Point labeling dataset excerpts:
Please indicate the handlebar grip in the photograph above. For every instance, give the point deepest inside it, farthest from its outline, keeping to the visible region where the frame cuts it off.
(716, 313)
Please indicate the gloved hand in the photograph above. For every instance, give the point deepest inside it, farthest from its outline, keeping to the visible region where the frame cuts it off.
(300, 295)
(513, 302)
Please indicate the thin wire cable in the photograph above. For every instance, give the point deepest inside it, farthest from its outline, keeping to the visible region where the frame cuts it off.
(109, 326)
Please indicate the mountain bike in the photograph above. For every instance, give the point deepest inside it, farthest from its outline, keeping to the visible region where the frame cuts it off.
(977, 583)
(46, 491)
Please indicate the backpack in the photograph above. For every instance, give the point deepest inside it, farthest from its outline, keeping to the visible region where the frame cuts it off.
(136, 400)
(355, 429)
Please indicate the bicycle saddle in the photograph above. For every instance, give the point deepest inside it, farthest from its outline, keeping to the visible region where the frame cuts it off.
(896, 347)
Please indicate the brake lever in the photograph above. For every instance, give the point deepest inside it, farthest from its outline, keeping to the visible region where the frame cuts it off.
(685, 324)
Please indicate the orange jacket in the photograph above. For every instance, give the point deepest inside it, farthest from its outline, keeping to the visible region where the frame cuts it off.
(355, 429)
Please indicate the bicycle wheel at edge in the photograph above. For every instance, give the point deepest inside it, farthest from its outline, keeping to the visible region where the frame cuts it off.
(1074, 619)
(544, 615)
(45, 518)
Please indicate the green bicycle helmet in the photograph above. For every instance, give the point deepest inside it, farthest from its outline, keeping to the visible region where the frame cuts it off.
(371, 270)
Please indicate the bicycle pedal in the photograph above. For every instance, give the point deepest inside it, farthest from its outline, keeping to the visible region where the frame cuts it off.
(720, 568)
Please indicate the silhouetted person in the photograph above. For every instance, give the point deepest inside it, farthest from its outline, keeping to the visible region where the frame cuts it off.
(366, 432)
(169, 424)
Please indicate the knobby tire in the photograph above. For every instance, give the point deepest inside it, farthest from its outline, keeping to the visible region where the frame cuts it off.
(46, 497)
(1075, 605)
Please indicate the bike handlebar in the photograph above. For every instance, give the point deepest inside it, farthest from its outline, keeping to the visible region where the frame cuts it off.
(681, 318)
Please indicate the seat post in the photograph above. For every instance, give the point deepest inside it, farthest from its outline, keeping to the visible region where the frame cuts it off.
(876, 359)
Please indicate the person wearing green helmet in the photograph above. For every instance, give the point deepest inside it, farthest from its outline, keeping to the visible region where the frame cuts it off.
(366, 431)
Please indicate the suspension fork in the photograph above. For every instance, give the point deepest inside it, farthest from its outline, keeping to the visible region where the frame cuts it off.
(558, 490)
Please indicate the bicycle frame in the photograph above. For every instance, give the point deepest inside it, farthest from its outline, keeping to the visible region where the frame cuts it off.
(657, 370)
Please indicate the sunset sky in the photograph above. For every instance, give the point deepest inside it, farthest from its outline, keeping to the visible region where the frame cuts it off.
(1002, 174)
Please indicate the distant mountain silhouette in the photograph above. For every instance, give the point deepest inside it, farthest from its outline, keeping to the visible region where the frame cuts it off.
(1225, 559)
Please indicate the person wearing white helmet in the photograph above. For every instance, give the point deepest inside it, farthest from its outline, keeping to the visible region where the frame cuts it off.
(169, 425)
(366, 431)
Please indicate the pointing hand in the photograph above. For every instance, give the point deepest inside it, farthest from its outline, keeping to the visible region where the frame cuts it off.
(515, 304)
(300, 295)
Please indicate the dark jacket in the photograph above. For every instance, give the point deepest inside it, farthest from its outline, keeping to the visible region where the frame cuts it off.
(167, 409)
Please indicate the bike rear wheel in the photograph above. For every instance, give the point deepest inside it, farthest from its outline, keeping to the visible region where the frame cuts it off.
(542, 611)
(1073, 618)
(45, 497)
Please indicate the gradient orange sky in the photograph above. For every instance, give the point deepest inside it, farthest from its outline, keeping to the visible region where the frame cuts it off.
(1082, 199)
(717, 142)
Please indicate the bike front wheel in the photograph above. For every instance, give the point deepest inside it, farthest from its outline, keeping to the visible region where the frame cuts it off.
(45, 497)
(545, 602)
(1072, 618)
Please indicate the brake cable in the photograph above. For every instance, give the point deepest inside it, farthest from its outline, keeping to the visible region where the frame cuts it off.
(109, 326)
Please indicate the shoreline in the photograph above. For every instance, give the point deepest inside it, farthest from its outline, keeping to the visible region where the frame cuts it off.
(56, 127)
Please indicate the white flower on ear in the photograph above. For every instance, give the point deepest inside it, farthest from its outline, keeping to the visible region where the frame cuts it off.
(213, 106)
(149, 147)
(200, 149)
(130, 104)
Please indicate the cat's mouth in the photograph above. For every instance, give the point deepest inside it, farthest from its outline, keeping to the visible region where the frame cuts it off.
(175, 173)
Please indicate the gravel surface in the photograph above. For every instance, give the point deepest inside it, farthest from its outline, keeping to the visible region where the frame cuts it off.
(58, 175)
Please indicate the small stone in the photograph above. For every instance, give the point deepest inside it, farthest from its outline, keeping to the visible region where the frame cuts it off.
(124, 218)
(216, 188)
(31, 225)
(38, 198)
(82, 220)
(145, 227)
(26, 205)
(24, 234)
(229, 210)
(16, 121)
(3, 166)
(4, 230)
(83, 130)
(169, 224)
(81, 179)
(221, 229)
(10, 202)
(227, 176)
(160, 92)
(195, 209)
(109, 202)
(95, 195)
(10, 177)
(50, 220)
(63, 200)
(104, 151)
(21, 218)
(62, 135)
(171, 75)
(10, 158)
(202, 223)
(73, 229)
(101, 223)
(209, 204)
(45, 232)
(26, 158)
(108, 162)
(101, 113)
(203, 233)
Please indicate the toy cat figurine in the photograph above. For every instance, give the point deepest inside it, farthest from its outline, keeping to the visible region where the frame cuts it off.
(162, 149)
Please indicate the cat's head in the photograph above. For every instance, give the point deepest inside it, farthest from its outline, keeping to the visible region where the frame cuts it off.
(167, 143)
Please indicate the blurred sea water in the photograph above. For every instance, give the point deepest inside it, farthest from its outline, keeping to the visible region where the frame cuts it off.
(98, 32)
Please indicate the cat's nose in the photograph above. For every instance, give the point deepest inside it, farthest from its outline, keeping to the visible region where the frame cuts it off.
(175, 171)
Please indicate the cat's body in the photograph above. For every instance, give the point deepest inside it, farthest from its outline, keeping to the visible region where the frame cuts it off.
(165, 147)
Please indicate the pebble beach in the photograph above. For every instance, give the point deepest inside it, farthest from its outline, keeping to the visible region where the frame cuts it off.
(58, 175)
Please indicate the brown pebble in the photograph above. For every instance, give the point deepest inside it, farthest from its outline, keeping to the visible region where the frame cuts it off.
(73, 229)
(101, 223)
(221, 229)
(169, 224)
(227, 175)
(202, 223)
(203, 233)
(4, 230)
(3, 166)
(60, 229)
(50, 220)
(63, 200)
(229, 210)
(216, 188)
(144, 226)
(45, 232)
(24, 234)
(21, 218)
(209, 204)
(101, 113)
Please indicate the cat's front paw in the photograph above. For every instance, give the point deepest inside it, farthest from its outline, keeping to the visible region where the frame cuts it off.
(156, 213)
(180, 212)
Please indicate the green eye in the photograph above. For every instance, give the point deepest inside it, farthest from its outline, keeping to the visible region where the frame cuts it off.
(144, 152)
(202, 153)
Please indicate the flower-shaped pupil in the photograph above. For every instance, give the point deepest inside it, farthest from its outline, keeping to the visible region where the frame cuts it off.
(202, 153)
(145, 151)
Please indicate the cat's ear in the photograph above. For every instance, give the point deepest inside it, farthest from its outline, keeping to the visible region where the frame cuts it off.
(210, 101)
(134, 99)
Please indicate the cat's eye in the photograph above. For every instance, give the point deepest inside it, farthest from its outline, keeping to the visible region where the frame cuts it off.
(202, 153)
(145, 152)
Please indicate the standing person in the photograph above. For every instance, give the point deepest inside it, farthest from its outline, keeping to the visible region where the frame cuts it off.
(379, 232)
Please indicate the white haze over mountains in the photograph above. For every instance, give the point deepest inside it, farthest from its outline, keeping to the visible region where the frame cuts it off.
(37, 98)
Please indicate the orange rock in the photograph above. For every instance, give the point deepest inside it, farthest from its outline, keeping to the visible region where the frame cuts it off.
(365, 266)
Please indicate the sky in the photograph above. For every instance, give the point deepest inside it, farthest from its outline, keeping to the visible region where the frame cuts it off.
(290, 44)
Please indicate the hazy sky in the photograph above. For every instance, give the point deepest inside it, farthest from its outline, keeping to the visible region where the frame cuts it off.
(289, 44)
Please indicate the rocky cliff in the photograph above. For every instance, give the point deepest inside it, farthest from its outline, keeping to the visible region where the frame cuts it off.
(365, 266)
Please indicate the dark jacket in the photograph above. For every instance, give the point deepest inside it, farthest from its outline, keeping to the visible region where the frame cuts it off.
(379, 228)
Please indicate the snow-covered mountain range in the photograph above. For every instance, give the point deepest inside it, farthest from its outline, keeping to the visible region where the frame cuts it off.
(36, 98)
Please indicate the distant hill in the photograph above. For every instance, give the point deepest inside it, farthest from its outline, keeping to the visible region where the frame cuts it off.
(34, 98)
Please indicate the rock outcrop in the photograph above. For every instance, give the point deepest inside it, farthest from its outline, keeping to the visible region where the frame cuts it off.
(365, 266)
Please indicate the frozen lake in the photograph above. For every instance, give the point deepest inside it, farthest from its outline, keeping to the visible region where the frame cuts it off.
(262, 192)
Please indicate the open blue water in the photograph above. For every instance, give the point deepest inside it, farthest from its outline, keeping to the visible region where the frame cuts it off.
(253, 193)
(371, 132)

* _Objective_: Output the line that contains "Please indicate the sky", followed by every later line in the listing, with no line omitted and none added.

* _Finished answer_:
Please indicate the sky in the photograph above. For every instance, give the point deepest inside it, farthest from its outline, keeping to the visible region where the frame cuts it off.
(290, 44)
Please indicate the hazy sky in the photograph above. For every instance, give the point deepest inside it, farthest from its outline, keeping to the visible region where the frame cuts it off.
(289, 44)
Please indicate the rocky cliff in the photograph above. For every instance, give the point deepest inside it, farthest from its outline, keeping to the visible region where the frame cuts it off.
(365, 266)
Please indicate the dark jacket in the photograph above. For every instance, give the point deepest inside it, farthest from its outline, keeping to the visible region where the frame cuts it off.
(379, 228)
Please indicate the snow-covered mountain range in the photograph above. For every instance, give the point deepest inside it, farthest from its outline, keeping to the visible region where the frame cuts it off.
(36, 98)
Please indicate the distant hill in the photograph above. For every instance, give the point deepest inside it, farthest from its outline, keeping to the visible region where the frame cuts it off.
(34, 98)
Please indicate the rock outcrop in the photograph above. For every instance, give the point deepest inside it, farthest from its outline, keeping to the visible region where the frame cuts it off.
(365, 266)
Please indicate the frozen lake in the photograph above. For every instance, give the point deepest inside it, farthest from its outline, keeping to the visible region where the frame cuts it off.
(262, 192)
Please indicate the open blue water in the photograph above. For every instance, give the point deepest inside it, farthest from its outline, keeping to the visible region where the frame cuts it off.
(253, 193)
(371, 132)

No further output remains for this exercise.